Exercise prompt -> In the pistol clinic review, at which range was the Green Ops clinic held?

Study text ->

....................

AAR from Dave Z. at mdshooters.com (Practical Pistol/Competition Skills Clinic)
Disclaimer right up front: I HAVE NO RELATIONSHIP WHATSOEVER TO GREEN OPS BESIDES PAYING THEM MONEY FOR TRAINING. Some jackass here actually reported my last AAR as being advertisement, which is total nonsense. I train with Green Ops because they have convenient Sunday classes in a place I can get to quickly without a lot of drama. (When you are shomer Shabbat with a family, this is a HUGE thing!) Totally open to other training vendors who offer the same thing.
Anyways, on to the AAR!
I've recently started shooting IDPA, and enjoy it greatly. However, it has definitely revealed some shortcomings in my shooting technique, so I decided that, unclassified or not, I was going to sign up for the Green Ops "Practical Pistol / Competition Clinic" over at the NRA range, which happened last night.

....................

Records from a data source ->
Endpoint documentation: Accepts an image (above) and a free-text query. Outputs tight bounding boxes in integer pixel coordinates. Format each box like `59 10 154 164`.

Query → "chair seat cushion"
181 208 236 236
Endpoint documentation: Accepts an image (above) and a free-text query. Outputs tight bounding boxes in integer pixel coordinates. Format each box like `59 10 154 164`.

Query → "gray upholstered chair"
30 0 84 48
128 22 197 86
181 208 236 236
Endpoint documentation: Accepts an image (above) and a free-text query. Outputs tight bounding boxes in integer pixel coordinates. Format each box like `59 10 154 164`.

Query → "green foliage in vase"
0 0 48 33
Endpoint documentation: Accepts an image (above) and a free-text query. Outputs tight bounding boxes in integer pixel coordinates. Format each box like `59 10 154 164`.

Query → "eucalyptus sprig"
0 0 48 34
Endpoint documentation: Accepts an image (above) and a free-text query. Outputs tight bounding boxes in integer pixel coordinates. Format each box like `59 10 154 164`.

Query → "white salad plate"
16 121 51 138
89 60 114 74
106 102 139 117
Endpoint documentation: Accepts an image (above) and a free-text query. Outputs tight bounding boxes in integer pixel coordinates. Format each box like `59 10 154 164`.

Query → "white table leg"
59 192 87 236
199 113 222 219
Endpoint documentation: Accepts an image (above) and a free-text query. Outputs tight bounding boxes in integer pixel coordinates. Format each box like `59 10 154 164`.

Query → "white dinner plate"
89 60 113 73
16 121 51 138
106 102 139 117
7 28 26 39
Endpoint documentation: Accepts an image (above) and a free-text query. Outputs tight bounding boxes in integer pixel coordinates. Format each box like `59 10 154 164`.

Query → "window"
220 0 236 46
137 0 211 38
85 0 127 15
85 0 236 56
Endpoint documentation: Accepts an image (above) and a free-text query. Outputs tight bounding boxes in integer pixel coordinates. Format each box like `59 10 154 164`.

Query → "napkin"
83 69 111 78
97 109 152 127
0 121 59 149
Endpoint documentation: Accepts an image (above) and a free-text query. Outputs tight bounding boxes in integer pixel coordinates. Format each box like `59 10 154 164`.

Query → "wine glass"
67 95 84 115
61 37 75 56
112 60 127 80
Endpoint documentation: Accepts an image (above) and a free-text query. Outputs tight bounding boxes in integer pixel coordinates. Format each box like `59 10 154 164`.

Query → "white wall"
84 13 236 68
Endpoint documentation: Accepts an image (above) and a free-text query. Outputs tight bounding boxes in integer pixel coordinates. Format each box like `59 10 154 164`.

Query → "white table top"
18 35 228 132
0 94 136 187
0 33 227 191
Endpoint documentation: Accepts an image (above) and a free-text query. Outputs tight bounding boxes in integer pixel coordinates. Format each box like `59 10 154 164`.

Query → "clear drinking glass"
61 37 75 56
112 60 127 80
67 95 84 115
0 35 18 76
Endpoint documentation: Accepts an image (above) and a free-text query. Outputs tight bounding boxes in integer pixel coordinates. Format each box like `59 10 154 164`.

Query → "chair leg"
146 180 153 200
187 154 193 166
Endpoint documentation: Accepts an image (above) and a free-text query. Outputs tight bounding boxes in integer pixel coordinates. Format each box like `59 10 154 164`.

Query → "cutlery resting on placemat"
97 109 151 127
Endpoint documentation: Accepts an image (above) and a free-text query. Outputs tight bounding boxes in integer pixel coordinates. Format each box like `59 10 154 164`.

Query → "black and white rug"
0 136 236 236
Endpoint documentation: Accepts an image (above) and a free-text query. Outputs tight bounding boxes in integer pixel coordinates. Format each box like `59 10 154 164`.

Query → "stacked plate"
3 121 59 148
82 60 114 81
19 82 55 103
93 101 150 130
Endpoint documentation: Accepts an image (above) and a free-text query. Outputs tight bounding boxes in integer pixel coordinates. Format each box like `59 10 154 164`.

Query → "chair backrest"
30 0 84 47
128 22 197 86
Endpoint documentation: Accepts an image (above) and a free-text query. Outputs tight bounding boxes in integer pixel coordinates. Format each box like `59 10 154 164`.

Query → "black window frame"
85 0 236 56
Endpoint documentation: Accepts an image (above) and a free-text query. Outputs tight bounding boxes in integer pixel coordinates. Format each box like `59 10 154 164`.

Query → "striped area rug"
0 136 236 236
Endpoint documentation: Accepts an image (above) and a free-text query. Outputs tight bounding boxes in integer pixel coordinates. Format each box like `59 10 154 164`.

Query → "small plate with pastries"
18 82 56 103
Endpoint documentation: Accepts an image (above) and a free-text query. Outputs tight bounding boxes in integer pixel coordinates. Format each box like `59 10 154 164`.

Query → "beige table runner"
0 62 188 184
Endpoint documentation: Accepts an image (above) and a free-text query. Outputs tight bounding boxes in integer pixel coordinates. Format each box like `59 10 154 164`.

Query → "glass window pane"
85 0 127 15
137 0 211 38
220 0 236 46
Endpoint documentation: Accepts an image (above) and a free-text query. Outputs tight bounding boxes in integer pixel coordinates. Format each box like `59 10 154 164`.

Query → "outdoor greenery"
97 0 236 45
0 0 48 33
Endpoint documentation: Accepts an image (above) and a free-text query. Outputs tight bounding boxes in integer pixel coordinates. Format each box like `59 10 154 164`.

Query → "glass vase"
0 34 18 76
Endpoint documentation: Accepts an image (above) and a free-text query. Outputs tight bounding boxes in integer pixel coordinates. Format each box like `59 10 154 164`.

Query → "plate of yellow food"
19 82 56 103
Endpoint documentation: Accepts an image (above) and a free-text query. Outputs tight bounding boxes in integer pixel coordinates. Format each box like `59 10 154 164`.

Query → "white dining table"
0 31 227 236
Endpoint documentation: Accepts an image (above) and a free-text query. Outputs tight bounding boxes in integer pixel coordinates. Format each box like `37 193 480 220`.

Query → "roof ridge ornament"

....................

Reply -> The NRA range.